Set of tasks —
[1] According to the DNA sequencing post, about how many base pairs does the human genome have?
[2] In the DNA sequencing post, swap "long-winded" for "lengthy" and write out the passage from "Saturday, February 26, 2011" up to and including "of genome sequencing.".
[3] For each statement, answer yes or no according to the DNA sequencing post, and quote the words that decide it. (a) The method used today is called the termination method. (b) Chromosomes are cut into lengths of around 15000 base pairs. (c) Bacteria are introduced to clone the vectors.

Text shown —
Saturday, February 26, 2011

DNA Sequencing!

I'd like to apologize in advance for this long-winded post, but I thought a breakdown of genetic sequencing was necessary before I begin to talk about the more interesting stories and aspects of genome sequencing.

The human genome has about 3 billion base pairs, making up around 20000 genes, which then make op our 24 chromosomes.  The base pairs are made up of four nucleotides, represented by the letters A, C, G,  & T.  So how do we accurately obtain the sequence of 3 billion of these letters? The method used today is called the termination method, and will be explained below.

First, chromosomes are cut into lengths around 150000 base pairs long, using a restriction enzyme.  These enzymes cut the DNA whenever they encounter a specific sequence of letters.  Next, the DNA fragments are separated from each other and are introduced to DNA vectors, in order to make clones.  DNA vectors are DNA strand of known sequence, which form into a circle.  The circles are split open chemically, and allow the human DNA fragment to insert, see illustration.  To clone these vectors, bacteria are introduced.  When the bacteria takes a vector into its cell, the vector will be duplicated when the bacteria duplicates.  These bacteria are then cultured until millions of copies of one DNA fragment are obtained!

Supplied entries —
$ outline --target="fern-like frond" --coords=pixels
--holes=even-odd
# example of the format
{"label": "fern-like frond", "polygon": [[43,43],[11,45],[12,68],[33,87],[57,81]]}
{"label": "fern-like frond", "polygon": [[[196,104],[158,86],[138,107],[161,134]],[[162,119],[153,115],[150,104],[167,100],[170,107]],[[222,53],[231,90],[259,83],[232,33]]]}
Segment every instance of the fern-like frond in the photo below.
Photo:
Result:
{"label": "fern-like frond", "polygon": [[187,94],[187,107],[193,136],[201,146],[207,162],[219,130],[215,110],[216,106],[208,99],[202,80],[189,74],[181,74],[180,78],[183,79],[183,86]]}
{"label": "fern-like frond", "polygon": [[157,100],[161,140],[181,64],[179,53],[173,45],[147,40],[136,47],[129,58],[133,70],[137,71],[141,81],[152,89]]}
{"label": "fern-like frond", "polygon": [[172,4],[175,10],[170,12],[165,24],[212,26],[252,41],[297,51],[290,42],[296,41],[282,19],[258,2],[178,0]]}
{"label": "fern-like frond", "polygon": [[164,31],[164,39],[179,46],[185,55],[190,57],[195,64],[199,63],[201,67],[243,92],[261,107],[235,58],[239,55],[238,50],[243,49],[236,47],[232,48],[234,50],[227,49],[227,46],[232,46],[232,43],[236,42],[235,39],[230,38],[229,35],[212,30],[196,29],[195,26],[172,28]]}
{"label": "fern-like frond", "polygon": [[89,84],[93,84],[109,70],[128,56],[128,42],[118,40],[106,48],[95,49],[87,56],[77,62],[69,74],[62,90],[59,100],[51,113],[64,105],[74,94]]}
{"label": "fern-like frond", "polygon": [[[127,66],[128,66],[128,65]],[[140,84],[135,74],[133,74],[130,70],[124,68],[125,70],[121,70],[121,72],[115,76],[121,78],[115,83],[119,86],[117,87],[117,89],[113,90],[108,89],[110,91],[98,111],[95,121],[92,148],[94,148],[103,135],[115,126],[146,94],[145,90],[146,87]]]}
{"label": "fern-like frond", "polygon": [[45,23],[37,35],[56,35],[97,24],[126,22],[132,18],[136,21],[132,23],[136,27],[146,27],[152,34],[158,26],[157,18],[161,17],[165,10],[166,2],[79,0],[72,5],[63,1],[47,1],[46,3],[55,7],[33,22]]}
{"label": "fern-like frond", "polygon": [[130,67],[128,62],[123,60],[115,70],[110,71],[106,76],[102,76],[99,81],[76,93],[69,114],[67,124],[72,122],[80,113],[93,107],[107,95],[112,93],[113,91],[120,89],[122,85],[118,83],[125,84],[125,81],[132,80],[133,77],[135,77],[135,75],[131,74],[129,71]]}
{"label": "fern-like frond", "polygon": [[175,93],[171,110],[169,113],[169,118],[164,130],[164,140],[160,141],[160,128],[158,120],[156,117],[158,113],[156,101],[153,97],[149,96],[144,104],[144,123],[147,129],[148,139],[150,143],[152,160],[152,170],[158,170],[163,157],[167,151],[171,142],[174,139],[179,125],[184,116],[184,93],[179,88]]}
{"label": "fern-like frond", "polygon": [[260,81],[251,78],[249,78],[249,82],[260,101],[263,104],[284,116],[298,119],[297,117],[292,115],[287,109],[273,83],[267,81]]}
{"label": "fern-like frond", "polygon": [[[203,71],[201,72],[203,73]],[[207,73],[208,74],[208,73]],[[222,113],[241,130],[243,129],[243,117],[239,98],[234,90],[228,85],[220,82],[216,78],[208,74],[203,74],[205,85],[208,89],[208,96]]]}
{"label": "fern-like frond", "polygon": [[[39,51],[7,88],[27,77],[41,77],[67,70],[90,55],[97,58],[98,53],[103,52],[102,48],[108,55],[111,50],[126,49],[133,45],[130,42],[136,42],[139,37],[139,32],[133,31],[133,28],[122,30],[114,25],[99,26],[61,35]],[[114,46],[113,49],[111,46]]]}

Responses by task —
[1] About 3 billion base pairs.

[2]
Saturday, February 26, 2011

DNA Sequencing!

I'd like to apologize in advance for this lengthy post, but I thought a breakdown of genetic sequencing was necessary before I begin to talk about the more interesting stories and aspects of genome sequencing.

[3]
(a) Yes: "The method used today is called the termination method"
(b) No: "chromosomes are cut into lengths around 150000 base pairs long"
(c) Yes: "To clone these vectors, bacteria are introduced."